◆ **WHAT THIS TASK INVOLVES**:
Please extract all of the lines below and reproduce each one word for word.

◆ **RECORDS FOR THE EXERCISE**:
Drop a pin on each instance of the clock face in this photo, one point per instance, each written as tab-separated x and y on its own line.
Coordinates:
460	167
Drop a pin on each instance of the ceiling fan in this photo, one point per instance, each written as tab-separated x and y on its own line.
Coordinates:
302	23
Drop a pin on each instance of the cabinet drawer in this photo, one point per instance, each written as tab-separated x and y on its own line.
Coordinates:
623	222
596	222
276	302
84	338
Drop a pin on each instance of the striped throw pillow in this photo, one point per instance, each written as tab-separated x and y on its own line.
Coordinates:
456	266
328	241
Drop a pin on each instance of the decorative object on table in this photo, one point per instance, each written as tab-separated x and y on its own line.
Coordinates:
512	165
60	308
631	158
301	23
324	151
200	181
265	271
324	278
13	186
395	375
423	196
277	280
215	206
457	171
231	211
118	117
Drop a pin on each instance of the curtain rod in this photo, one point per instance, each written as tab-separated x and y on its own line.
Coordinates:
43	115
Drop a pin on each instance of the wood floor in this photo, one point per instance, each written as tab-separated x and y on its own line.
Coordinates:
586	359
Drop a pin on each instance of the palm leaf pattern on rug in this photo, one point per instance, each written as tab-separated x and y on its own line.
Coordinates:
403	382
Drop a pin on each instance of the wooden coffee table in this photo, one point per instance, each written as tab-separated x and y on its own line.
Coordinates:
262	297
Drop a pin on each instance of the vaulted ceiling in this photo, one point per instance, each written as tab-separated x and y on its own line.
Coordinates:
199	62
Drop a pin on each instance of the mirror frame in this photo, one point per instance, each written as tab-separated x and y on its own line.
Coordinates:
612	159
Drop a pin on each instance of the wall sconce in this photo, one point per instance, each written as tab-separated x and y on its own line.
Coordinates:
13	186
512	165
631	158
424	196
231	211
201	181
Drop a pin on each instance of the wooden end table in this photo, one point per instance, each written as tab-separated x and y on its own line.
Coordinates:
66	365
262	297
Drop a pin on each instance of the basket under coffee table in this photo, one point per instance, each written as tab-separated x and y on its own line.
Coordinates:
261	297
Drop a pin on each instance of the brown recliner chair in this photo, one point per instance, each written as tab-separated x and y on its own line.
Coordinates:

◆ **PROBLEM SOLUTION**:
Drop a pin on each instance of the clock face in this photo, one point per instance, each written as tab-separated x and y on its own line.
Coordinates:
460	167
Drop a pin on each instance of the ceiling fan in this photo, one point per instance, each written as tab-separated x and y on its own line.
Coordinates:
302	23
Drop a pin on each instance of the cabinet drawer in this photo, one point per instance, each written as tab-separated x and y on its own line.
Coordinates:
623	222
596	222
276	302
84	338
Drop a pin on each instance of the striped throw pillow in this photo, one point per instance, each written as tab-separated x and y on its own line.
Coordinates:
456	266
328	241
Drop a pin on each instance of the decorative object on table in this photo, one point per instance, each written as tab-separated x and y on its own line.
Coordinates:
512	165
60	308
631	158
301	23
324	151
200	181
265	271
324	278
13	186
395	375
423	196
277	280
215	206
457	171
231	211
118	117
Drop a pin on each instance of the curtain rod in this photo, one point per instance, each written as tab-separated x and y on its own line.
Coordinates:
43	115
Drop a pin on each instance of the wood floor in this photo, one point per instance, each written as tab-separated x and y on its own line.
Coordinates:
586	359
Drop a pin on each instance of the palm leaf pattern on rug in this photo, one point per instance, each written as tab-separated x and y on its own line.
Coordinates:
403	382
Drop a pin on each instance of the wooden coffee table in this photo, one point per instance, each written as tab-separated x and y on its own line.
Coordinates:
262	297
Drop a pin on each instance of the vaulted ceiling in this photo, one point per instance, each written as tab-separated x and y on its own line.
Coordinates:
199	62
Drop a pin on each instance of the mirror frame in this photo, one point per instance, each written as tab-separated x and y on its own line.
Coordinates:
612	159
Drop a pin on each instance of the wall sconce in this photo, one point per instance, each written as tab-separated x and y on its own line.
Coordinates:
13	186
512	165
631	158
424	196
231	211
201	181
Drop a pin on each instance of the wooden end table in this photo, one point per instance, each written as tab-separated x and y on its own line.
Coordinates:
66	365
262	297
Drop a pin on each instance of the basket under coffee table in this photo, one point per instance, each written as tab-separated x and y on its own line.
Coordinates:
261	297
Drop a pin on each instance of the brown recliner chair in this photo, one point per instance, each written as tab-separated x and y on its own line.
Coordinates:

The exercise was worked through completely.